» DATA EXCERPTS:
——
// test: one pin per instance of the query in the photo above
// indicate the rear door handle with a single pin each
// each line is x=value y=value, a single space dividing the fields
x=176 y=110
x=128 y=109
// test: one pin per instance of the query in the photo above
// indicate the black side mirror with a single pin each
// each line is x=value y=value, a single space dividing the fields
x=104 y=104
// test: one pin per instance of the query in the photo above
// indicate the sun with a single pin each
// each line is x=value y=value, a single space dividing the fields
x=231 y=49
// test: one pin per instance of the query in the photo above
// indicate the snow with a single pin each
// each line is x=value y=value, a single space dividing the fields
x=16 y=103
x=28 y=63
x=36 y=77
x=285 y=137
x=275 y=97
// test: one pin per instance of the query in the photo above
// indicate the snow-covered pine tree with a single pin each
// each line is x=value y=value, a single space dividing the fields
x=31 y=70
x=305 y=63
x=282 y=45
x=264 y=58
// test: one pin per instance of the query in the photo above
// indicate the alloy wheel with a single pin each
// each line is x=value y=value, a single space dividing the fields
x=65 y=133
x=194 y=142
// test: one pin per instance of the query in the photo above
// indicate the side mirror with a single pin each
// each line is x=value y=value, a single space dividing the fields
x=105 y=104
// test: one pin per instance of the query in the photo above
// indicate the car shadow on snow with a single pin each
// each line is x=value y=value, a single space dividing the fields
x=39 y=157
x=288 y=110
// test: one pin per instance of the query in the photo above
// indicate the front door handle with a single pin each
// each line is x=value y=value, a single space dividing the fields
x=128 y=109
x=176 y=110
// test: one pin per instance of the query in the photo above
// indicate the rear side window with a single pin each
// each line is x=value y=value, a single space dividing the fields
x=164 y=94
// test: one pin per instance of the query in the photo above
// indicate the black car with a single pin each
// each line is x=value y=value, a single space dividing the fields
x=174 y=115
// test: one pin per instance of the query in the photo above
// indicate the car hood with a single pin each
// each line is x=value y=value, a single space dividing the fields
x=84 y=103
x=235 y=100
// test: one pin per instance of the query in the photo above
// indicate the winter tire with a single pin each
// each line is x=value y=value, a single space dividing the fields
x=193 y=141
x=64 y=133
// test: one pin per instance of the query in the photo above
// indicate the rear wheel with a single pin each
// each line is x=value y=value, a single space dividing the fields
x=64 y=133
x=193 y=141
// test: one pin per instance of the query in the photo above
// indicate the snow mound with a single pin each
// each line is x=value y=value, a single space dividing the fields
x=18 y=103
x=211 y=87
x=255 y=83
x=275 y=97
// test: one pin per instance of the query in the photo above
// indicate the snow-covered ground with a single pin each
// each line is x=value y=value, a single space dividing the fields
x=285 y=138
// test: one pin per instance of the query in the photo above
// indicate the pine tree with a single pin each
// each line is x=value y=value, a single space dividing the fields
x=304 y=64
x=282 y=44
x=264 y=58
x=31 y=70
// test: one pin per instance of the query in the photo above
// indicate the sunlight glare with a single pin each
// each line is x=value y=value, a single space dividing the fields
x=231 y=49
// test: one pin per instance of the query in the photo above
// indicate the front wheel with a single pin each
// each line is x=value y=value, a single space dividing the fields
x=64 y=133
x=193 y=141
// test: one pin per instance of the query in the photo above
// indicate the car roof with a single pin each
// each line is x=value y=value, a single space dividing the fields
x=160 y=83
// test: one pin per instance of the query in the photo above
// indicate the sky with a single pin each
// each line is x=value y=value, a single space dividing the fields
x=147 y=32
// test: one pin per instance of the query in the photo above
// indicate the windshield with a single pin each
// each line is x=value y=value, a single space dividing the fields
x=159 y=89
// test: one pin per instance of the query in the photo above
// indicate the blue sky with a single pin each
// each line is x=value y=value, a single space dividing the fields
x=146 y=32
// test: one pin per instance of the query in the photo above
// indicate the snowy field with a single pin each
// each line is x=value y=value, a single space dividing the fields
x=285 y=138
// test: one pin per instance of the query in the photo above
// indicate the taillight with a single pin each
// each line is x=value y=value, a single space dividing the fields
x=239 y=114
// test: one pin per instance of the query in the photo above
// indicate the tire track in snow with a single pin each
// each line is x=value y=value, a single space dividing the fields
——
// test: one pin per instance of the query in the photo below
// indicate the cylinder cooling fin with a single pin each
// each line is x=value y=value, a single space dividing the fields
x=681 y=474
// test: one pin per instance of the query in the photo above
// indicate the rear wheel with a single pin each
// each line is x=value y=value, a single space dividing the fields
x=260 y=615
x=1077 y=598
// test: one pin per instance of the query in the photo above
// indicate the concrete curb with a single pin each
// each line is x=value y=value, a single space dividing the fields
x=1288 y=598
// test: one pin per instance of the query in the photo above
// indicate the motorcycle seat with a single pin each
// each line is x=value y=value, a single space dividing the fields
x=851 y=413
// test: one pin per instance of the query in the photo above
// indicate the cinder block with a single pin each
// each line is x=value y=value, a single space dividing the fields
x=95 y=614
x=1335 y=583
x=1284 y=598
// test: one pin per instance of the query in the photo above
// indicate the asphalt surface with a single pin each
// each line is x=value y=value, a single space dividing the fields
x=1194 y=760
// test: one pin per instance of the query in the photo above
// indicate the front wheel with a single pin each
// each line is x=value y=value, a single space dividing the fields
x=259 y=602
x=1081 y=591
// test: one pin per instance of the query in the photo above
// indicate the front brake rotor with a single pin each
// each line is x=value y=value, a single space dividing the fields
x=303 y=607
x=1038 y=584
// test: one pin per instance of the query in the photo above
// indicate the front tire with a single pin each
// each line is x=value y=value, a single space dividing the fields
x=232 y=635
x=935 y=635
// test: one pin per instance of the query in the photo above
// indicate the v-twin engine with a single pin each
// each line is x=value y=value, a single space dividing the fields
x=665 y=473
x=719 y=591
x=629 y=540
——
» DO THIS: Pick out every line of the records above that contains the word "front" and copy each one.

» WRITTEN SOLUTION:
// indicate the front door handle with a single pin each
// indicate the front wheel with a single pin each
// indicate the front wheel with a single pin each
// indicate the front brake rotor with a single pin each
// indicate the front tire with a single pin each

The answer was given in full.